THE TASK: Count the lines of the data that have the word "photo", then report the number without anything else.

Entries taken from a collection
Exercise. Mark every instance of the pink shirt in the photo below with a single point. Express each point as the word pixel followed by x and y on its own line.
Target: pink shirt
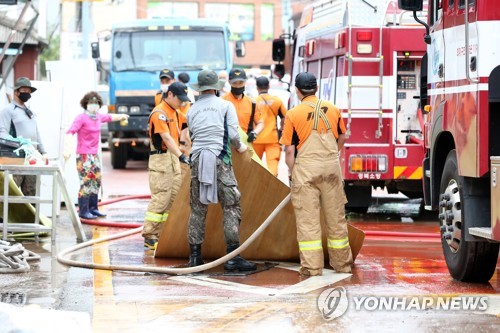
pixel 88 132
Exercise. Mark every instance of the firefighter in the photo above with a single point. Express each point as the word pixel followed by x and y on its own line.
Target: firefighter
pixel 213 126
pixel 267 141
pixel 249 115
pixel 165 126
pixel 316 179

ANSWER SECTION: 2